**INSTRUCTIONS FOR THE TASK**. Copy, from the material below, every line in which the word "concrete" can be found.

*** Opening of RECORDS SHOWN ***

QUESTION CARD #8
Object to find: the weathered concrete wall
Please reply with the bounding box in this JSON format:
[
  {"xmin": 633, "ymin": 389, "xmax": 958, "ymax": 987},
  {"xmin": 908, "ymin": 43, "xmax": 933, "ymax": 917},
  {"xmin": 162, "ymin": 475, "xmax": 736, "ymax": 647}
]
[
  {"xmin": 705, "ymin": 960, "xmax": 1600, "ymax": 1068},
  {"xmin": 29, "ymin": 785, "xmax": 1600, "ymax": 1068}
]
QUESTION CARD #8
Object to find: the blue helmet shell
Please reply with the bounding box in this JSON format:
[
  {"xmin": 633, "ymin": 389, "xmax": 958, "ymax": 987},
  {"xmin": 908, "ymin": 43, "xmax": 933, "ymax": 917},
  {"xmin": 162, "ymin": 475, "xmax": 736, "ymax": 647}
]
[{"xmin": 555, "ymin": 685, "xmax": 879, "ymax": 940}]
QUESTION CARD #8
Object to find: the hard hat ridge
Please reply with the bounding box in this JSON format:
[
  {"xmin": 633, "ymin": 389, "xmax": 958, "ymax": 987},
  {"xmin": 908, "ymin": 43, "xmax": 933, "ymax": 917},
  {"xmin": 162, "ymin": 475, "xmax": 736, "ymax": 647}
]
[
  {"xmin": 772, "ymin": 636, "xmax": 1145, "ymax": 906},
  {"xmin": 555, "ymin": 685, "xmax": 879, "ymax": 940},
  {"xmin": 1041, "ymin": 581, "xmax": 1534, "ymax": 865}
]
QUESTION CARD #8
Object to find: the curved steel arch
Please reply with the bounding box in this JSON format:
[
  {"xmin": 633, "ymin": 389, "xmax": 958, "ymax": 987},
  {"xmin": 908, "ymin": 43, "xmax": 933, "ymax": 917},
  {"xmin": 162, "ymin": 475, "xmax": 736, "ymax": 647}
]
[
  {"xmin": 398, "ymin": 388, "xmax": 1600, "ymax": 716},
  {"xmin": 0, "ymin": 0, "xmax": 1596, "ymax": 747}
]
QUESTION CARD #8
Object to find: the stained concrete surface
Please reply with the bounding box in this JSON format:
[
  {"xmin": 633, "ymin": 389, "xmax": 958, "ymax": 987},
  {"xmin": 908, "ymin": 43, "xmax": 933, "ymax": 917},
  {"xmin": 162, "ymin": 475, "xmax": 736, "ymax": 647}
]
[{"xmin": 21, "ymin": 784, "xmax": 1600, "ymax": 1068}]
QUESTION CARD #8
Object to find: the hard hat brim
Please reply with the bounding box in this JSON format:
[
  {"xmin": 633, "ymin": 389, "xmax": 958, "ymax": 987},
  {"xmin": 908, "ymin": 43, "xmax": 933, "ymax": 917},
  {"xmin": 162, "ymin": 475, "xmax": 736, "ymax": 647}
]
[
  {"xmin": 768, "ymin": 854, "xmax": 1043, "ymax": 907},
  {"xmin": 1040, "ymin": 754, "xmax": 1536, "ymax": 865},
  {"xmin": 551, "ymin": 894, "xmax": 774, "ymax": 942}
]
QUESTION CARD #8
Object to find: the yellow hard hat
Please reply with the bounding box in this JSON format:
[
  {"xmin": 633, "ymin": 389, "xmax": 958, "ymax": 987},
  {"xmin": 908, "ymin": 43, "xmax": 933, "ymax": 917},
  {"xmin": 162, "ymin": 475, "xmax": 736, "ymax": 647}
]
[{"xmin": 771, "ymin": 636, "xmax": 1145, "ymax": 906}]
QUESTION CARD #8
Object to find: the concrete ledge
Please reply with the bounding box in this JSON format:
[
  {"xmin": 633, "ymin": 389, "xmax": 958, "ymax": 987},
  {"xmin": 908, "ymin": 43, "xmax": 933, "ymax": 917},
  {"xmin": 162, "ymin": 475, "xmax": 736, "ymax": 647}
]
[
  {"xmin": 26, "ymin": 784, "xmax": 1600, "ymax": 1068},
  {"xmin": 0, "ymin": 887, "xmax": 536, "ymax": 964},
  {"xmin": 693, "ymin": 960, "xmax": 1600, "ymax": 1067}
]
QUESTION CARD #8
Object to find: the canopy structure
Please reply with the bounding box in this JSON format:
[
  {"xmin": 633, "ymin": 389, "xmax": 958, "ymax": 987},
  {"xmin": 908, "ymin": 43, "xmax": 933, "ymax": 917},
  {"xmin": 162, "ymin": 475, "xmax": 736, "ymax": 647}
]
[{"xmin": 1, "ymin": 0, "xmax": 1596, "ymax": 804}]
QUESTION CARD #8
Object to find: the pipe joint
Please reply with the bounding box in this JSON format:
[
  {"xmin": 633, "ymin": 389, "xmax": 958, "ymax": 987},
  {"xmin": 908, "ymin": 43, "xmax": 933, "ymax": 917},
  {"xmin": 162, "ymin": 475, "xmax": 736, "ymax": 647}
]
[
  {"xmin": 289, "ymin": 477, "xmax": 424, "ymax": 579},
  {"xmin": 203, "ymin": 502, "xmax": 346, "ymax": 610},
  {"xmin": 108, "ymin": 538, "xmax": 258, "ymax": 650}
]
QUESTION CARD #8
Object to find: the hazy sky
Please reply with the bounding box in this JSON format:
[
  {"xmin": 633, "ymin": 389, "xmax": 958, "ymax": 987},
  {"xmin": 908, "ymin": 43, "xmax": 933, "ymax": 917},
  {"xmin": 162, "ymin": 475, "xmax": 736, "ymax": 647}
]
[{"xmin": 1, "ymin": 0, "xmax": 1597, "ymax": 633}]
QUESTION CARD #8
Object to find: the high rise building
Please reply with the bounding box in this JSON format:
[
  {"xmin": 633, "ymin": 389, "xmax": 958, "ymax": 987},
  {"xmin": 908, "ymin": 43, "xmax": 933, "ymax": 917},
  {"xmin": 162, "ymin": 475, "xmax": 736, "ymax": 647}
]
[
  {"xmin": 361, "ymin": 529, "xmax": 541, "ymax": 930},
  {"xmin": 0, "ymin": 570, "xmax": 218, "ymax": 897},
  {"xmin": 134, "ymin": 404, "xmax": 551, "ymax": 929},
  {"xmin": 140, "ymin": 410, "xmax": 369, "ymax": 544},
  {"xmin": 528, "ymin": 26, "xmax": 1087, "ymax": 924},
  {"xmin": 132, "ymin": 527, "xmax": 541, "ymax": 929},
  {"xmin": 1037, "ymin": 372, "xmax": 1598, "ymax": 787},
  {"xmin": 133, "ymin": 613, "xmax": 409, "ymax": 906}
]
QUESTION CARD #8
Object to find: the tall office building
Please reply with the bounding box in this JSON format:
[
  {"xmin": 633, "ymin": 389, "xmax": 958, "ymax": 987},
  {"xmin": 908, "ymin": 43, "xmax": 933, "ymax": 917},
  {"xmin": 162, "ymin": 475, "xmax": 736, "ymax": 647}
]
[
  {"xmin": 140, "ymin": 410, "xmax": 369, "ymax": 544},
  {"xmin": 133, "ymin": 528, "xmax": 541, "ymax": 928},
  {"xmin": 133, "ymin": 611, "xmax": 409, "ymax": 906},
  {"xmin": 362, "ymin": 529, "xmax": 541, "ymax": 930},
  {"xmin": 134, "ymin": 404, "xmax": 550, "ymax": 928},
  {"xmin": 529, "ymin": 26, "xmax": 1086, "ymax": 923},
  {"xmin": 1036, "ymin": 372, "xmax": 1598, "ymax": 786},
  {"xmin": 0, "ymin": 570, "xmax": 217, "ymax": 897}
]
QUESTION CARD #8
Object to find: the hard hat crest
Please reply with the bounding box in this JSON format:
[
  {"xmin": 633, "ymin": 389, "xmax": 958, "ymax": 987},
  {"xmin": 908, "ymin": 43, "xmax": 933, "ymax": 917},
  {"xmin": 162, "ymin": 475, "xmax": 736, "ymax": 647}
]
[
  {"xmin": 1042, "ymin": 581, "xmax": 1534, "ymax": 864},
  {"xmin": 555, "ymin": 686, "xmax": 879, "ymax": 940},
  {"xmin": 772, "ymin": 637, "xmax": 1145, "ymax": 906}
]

*** Close of RECORDS SHOWN ***

**RESPONSE TO THE EXERCISE**.
Object to find: the weathered concrete wall
Object to find: the stained concrete surface
Object to find: the concrete ledge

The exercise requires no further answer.